* ASSIGNED TASK: Your answer must be the records, copied with no change.

* DATA:
----------------------------------------

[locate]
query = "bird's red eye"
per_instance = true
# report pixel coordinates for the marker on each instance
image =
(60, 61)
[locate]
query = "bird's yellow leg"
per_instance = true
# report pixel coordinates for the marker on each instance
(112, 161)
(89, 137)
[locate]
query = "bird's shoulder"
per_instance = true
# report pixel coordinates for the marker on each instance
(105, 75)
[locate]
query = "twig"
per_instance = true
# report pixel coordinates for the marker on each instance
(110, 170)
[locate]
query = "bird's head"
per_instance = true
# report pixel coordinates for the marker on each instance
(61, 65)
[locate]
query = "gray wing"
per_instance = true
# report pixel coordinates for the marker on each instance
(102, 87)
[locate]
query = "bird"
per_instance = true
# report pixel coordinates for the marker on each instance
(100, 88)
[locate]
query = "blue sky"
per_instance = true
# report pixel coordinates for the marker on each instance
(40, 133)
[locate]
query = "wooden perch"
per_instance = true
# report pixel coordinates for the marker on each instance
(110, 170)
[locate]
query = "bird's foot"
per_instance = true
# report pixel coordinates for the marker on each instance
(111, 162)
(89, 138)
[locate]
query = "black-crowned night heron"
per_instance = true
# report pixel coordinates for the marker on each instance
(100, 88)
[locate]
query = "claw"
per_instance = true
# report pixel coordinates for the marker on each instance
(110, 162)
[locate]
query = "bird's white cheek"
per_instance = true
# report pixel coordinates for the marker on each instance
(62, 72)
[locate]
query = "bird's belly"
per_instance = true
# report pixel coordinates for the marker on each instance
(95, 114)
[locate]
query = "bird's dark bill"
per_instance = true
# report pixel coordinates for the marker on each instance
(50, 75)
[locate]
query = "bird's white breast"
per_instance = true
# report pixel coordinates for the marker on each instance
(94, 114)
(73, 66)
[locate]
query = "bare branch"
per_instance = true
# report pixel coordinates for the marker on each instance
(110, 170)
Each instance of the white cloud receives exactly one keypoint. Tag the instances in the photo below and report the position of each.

----------------------------------------

* FINISHED TASK:
[locate]
query = "bird's red eye"
per_instance = true
# report pixel coordinates for the marker on each instance
image =
(60, 61)
[locate]
query = "bird's yellow leg"
per_instance = true
# report pixel coordinates for the marker on each instance
(112, 161)
(89, 137)
[locate]
query = "bird's shoulder"
per_instance = true
# report pixel coordinates for the marker on each instance
(105, 75)
[locate]
query = "twig"
per_instance = true
# report pixel coordinates for the marker on each instance
(110, 170)
[locate]
query = "bird's head"
per_instance = true
# report pixel coordinates for the marker on each instance
(61, 65)
[locate]
query = "gray wing"
per_instance = true
# report pixel coordinates for the marker on each instance
(102, 87)
[locate]
query = "bird"
per_instance = true
# report pixel coordinates for the marker on each instance
(100, 88)
[locate]
query = "blue sky"
per_instance = true
# report pixel coordinates for the marker on each instance
(40, 133)
[locate]
query = "wooden perch"
per_instance = true
# report pixel coordinates for the marker on each instance
(110, 170)
[locate]
query = "bird's foot"
per_instance = true
# report pixel coordinates for the marker on each instance
(111, 162)
(89, 138)
[locate]
query = "black-crowned night heron"
per_instance = true
# report pixel coordinates for the marker on each instance
(100, 88)
[locate]
query = "claw"
per_instance = true
# report pixel coordinates for the marker on each instance
(110, 162)
[locate]
query = "bird's white cheek"
per_instance = true
# report pixel coordinates for the marker on each instance
(62, 72)
[locate]
query = "bird's belly"
per_instance = true
# report pixel coordinates for the marker on each instance
(95, 114)
[locate]
query = "bird's dark bill"
per_instance = true
# report pixel coordinates for the marker on each instance
(50, 75)
[locate]
query = "bird's white breast"
per_instance = true
# report pixel coordinates for the marker on each instance
(94, 114)
(73, 66)
[locate]
query = "bare branch"
per_instance = true
# report pixel coordinates for the marker on each instance
(110, 170)
Each instance of the white cloud receives exactly one keypoint. Tag the instances in the photo below and report the position of each.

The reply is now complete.